[Dataset rows on where objects appear]
________
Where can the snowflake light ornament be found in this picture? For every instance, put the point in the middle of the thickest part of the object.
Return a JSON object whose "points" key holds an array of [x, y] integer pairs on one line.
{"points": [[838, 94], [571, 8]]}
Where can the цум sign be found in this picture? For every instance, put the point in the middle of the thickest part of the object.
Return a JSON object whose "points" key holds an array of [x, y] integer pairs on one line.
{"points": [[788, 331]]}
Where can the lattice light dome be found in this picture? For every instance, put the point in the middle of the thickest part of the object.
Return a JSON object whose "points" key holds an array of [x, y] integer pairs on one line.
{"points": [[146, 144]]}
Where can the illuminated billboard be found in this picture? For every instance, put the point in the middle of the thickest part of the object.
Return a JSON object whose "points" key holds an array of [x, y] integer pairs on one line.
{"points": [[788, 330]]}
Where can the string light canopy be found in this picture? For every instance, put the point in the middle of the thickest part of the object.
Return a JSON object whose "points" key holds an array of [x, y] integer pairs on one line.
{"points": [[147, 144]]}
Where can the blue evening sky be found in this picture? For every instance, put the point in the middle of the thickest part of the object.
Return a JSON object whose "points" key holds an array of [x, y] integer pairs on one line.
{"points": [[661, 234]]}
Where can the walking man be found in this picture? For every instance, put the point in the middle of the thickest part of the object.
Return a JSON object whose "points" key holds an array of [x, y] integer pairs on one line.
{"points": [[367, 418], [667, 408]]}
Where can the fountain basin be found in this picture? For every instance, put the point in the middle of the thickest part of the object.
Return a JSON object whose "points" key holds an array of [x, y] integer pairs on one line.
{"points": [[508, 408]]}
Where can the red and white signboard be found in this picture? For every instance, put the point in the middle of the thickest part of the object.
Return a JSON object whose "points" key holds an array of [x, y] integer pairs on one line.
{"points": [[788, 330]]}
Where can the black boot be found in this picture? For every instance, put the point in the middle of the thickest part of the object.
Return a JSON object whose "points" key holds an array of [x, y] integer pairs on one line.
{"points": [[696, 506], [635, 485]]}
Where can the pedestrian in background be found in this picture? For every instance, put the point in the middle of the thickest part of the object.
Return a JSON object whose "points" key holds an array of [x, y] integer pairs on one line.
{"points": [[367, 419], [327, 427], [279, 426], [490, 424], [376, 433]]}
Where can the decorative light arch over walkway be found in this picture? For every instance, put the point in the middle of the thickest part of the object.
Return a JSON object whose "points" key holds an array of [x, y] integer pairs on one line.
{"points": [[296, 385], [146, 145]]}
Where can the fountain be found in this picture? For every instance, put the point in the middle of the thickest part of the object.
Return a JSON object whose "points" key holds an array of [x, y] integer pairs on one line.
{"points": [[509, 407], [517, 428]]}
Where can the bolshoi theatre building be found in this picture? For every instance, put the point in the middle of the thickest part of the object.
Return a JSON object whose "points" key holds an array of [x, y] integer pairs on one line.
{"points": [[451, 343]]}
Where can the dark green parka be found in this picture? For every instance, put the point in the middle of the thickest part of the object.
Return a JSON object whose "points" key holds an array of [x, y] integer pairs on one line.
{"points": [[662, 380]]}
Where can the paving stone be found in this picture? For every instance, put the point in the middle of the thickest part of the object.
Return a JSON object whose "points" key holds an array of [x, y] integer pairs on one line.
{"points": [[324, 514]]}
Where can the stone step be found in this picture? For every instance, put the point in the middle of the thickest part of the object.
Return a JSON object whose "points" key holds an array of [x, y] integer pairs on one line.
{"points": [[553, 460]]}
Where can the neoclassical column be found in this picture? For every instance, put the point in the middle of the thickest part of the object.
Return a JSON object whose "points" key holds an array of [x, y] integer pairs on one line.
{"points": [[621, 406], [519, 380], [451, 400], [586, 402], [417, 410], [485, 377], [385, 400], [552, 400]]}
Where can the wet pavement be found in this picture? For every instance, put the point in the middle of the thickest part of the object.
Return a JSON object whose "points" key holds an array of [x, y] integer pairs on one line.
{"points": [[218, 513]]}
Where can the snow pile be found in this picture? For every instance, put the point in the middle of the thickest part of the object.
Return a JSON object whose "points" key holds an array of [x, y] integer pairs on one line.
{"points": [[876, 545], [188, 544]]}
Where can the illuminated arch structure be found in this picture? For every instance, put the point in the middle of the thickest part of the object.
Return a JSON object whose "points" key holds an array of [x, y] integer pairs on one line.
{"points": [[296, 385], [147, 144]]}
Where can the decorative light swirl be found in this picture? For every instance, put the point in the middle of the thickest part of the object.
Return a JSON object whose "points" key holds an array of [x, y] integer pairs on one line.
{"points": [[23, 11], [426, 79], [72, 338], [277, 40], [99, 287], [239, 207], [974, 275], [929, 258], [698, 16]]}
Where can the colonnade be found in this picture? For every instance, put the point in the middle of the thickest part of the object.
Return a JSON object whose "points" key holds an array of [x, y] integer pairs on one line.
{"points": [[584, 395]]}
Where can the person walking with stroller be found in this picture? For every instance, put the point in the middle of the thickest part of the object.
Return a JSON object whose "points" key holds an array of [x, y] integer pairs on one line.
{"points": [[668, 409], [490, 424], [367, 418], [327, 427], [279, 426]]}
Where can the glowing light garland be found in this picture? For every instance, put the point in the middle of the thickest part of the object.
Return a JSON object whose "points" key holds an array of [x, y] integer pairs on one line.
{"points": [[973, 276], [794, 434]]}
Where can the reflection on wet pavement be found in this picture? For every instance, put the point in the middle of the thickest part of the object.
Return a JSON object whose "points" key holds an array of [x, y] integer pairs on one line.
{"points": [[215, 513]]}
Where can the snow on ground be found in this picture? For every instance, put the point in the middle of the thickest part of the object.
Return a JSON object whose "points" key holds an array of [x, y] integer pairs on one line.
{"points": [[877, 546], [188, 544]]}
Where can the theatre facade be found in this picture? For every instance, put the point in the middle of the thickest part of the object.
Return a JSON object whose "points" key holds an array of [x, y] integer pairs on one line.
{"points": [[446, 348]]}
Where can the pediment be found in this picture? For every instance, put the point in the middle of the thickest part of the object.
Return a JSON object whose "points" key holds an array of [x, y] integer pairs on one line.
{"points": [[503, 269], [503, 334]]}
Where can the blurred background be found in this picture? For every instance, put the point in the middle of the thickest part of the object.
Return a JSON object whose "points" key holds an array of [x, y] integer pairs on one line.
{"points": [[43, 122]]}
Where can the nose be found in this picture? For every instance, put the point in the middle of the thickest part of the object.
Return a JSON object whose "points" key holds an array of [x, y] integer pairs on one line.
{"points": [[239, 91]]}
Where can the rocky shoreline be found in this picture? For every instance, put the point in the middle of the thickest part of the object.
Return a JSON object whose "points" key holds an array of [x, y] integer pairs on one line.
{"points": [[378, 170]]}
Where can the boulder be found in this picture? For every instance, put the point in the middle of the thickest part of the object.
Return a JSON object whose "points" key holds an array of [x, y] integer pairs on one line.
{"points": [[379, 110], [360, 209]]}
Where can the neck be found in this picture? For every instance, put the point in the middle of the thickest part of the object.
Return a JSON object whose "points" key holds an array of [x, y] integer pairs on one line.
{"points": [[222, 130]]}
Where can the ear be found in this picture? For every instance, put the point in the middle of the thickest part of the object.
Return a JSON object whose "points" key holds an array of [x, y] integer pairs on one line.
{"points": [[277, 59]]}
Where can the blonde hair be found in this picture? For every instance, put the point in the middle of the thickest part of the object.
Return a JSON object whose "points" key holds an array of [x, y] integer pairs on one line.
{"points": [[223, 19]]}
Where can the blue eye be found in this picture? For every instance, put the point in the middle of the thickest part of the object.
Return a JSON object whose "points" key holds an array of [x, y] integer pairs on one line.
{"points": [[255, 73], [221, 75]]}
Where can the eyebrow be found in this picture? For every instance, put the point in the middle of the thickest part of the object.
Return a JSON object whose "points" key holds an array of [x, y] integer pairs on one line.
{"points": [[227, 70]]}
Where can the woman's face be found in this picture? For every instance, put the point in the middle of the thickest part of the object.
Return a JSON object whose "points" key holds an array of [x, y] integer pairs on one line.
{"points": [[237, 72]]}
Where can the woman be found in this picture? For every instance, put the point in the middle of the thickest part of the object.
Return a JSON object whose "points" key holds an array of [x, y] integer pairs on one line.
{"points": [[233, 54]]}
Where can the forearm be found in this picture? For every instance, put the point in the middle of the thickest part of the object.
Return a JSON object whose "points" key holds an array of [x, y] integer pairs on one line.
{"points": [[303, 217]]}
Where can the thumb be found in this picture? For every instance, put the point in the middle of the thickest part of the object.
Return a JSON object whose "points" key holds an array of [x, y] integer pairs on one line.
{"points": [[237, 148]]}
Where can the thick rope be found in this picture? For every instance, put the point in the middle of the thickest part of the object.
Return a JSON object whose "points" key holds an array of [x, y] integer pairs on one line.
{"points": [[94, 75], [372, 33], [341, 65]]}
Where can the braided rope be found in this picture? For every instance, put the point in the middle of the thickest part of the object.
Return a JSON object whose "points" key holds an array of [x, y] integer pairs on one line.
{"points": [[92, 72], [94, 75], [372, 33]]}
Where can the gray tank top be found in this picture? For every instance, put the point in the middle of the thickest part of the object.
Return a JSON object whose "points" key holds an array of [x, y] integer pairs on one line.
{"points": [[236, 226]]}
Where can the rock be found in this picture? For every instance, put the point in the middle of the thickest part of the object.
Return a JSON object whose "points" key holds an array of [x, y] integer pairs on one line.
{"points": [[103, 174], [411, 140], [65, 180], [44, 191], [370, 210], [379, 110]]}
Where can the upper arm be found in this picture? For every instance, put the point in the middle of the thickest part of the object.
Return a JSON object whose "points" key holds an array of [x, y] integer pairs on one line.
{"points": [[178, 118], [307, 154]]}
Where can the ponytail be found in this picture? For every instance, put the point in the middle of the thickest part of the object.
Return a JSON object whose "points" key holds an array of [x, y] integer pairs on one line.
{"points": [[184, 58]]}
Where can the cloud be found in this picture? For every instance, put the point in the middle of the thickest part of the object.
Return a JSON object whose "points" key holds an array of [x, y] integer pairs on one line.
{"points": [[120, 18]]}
________
## Direction
Repeat exactly the lines above, starting with the line that contains "Where can the gray" and ending with the last line, both included, and nothing else.

## Task answer
Where can the gray tank top be found in this picture? For every instance, put the point in the middle of the thickest part of the object.
Return a JSON object whose "points" key holds an array of [x, y] integer pairs on one line.
{"points": [[236, 226]]}
Where can the rock be found in this picture? For every instance, put the point in the middle of the thickest part of the object.
Return a JSON object whose "points" key holds an array of [x, y] integer pairs on one line.
{"points": [[103, 174], [411, 140], [65, 180], [44, 191], [370, 210], [379, 110]]}
Where can the upper arm be found in this picture? For every instance, put the point in the middle of the thickest part of the object.
Return a JSON object whose "points" key holds an array of [x, y] integer pairs on one line.
{"points": [[178, 118], [307, 154]]}
Where can the ponytail be found in this picture? For every instance, put the point in the middle of the thickest part of the object.
Return a JSON object whose "points" key holds an array of [x, y] integer pairs on one line.
{"points": [[184, 58]]}
Where can the cloud be found in this picture? For every instance, put the point in the middle of the thickest part of the object.
Return a JSON object whose "points" key holds an array of [x, y] integer pairs on one line.
{"points": [[120, 18]]}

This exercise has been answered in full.